La Littérature au Mexique vue par Marie-Ange Brillaud

La Littérature au Mexique vue par Marie-Ange Brillaud

Coïncidence de l’actualité, au moment même où le président de la République française est en visite au Mexique, les plus grandes plumes du pays font leurs valises pour passer quelques jours à Paris. En effet, le Salon du Livre ouvre ses portes vendredi prochain pour réserver une place d’honneur à la littérature mexicaine. Des écrivains, parmi les plus lus en Amérique latine, seront présents pour rencontrer un public curieux, mais francophone… Ce n’est pas vraiment une difficulté, puisque des éditeurs se sont fait un devoir de défendre leurs œuvres depuis quelques années sur le marché français de l’édition. C’est pourquoi Le Mague a demandé à Marie-Ange Brillaud, traductrice des meilleurs auteurs mexicains, de nous dresser à grands traits un tableau de cette littérature exotique.

▶ **Données fournies**:
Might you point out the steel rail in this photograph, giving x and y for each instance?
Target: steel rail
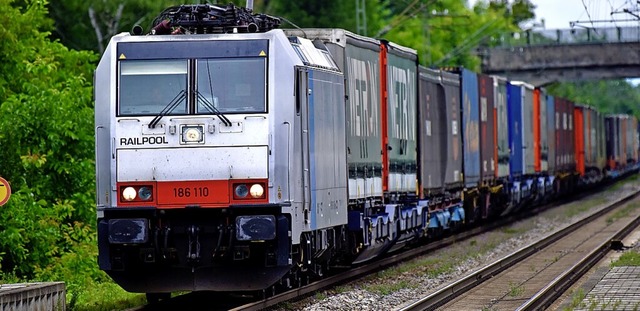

▶ **Consigne**: D'après l'article sur la littérature mexicaine, quelle est la profession de Marie-Ange Brillaud ? Merci de vous appuyer uniquement sur l'article sur la littérature mexicaine.

▶ **Réponse**: Elle est traductrice des meilleurs auteurs mexicains.